# Your assignment
If an entry holds a picture, drop the picture and restate the rest word for word.

# Material to process
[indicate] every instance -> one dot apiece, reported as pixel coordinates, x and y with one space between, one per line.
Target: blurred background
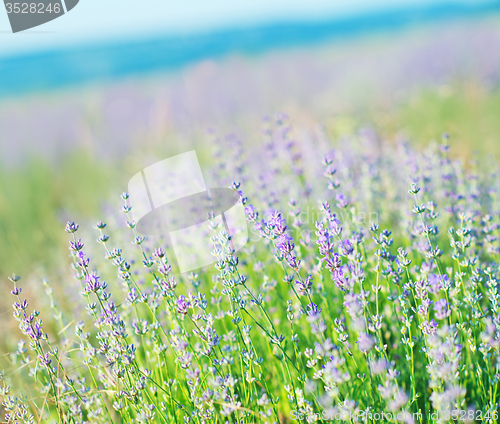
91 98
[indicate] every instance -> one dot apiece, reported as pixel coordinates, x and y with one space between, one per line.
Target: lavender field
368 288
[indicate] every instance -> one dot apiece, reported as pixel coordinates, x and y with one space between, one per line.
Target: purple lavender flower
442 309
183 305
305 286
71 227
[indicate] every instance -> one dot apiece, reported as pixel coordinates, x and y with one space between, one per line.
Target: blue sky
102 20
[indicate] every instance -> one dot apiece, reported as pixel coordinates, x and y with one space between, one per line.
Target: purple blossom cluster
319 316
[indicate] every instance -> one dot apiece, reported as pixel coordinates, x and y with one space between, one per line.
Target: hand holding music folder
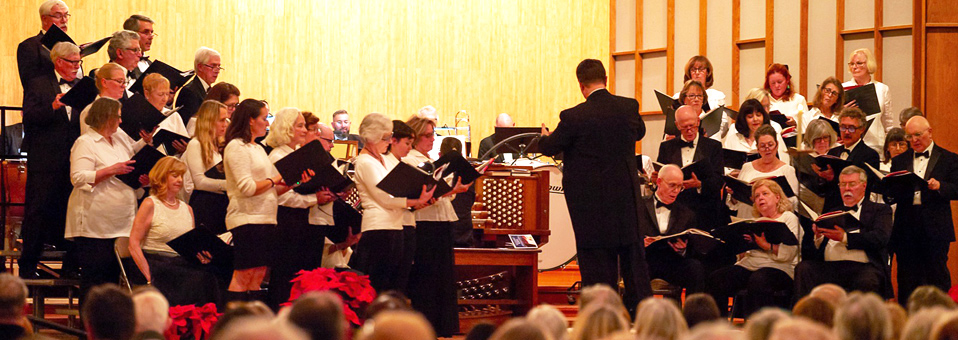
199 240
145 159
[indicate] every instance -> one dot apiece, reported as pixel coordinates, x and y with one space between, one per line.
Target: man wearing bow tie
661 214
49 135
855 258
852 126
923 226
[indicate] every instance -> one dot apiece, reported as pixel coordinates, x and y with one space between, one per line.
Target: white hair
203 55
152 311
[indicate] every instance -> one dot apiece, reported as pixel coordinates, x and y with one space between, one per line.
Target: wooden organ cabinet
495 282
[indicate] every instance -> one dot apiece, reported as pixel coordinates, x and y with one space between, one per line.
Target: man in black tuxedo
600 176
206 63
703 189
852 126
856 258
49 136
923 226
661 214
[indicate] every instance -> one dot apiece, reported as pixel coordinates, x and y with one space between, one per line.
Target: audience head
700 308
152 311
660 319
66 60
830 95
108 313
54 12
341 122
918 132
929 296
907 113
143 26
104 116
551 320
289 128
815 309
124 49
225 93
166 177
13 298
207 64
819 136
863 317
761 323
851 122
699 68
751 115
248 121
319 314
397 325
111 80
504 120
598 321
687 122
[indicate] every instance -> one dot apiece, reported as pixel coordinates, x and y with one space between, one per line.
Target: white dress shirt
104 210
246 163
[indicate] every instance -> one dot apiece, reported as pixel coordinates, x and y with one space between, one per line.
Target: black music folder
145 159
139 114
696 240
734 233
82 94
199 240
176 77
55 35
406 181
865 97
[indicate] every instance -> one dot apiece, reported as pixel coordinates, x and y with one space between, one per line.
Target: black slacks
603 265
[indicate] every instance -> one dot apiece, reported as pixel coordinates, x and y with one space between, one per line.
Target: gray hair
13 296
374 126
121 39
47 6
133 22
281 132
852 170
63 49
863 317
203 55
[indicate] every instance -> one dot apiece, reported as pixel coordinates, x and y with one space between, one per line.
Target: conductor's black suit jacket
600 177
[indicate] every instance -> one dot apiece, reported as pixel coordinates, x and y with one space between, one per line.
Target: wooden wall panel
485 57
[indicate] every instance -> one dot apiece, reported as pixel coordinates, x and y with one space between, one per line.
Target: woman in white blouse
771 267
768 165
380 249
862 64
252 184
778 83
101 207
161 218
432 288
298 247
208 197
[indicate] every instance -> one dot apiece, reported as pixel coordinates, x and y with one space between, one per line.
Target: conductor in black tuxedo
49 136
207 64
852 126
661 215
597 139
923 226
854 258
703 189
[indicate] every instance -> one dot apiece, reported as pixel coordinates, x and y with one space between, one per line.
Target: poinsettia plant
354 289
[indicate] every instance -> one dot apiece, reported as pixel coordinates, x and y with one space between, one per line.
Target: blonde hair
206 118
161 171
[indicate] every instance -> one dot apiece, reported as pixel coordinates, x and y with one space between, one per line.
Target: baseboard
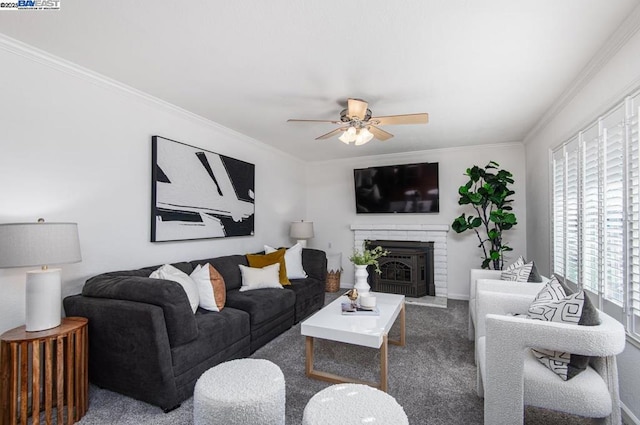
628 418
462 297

# Answer section
[indicate] every instance -> one dot apiece, reported as pixel coordinates, x and y with one space between, one per line.
Target: blurred background
91 98
[indicate] every instance -> one dot apiece, reported as pixel coordinates, x and y with one space between, one per line.
Target: lavender field
368 288
[indicate] every instance -> one dot apiece, reported as pixel coordinates, x and y with one space between, one per line.
Target: purple lavender flower
442 309
183 305
305 286
71 227
[indicate] every instance -> one dot apiece, reported as pixel coordinates, x and y with one space between, one per line.
Target: blue sky
102 20
[indicate] every instance -> one dot apiece, reported as pixel coordinates, x and y with one space between, one per line.
Target: purple blossom cluster
319 316
[indicate] every instance -> one dot apiece, reported as pixel coordinates, x and y with one space between, one per line.
Target: hand holding music folder
199 240
145 159
[indicate] every instance -> one dot apiece, reported as pixel coordinates, x and y with one space between, one per line.
Target: man wearing bow tie
661 214
49 135
855 258
852 126
923 226
[indicate] every instance -> one dot apiece, reported as pixel coordinates, x and y with one space between, one per line.
Target: white hair
203 55
152 311
[indicate] every instance -> one dot apiece, reported as pixel coordinates, x and y with one space between, one per line.
Target: wooden organ cabinet
495 282
[indicate] every instance -> one dot apiece, reported as pixel coordinates, x and y with one space between, one per line.
Target: man in black tuxedo
600 176
206 63
703 189
852 126
856 258
49 136
923 226
661 214
[indicate] every instance -> one dot apiece, reported as pixel coordinates, x and y with one space between, one per line.
Target: audience head
700 308
152 311
660 319
66 60
830 95
108 313
54 12
341 122
918 132
929 296
907 113
143 26
104 116
551 320
289 128
815 309
124 49
225 93
166 177
13 298
207 64
819 136
863 317
761 323
851 122
699 68
751 115
248 121
319 314
397 325
111 80
504 120
598 321
687 122
[indicate] every instance -> one dot apiece, reported as pixel coordinates, x and y with one space between, one per line.
Target: white dress shirt
104 210
246 163
[indicate] every instance -> one dot apiece, reported as pixel coordinates, x and y with one space between, one per line.
Target: black music folder
145 159
139 114
696 240
734 233
82 94
199 240
176 77
55 35
406 181
865 97
[indicate] every instance -> one dot apiece, reported as pixel coordinates, x and y with one space between, one per line.
Target: black slacks
603 265
[indicate] every instance -> one dot apiece, reported as pixel coordinates, x and y with one space between, one per line.
Target: gray hair
13 296
374 126
121 39
47 6
133 22
281 132
852 170
63 49
863 317
203 55
[indicate] every instance -> one dot apiece, reported as pixel coordinates, x and y with one space between, one per line.
Target: conductor's black suit jacket
600 177
[indicate] every instance -> one dot apiece, reported as pixel coordinates, x and y with one space between, one per line.
Target: wooden wall panel
485 57
[indicate] every instance -> one dot apiece, reported as pixel coordinates, x and y with one space between, one per line.
Target: woman in white blouse
771 267
768 165
380 249
862 64
252 184
778 83
101 207
161 218
432 288
298 247
208 197
[indicate] every instance -> one dot apiece, reported as pixel coordinates, x and y with one space between, one per line.
Target: conductor in black tuxedo
49 136
207 64
852 126
661 215
597 139
923 226
854 258
703 189
[indicate] every instance -> one dot apiece, reported as pixel coordinates, x and y with one space between, one per line.
Target: poinsettia plant
354 289
[indicate] every instance -> one dot apiece, reported as pixel coordinates, x and y with one space between, one per line.
Target: blonde hair
206 118
161 171
[indicate] every instance -> one dot apiece, reported as pixel coordinates, x and y with one space between, one per line.
Target: baseboard
628 418
462 297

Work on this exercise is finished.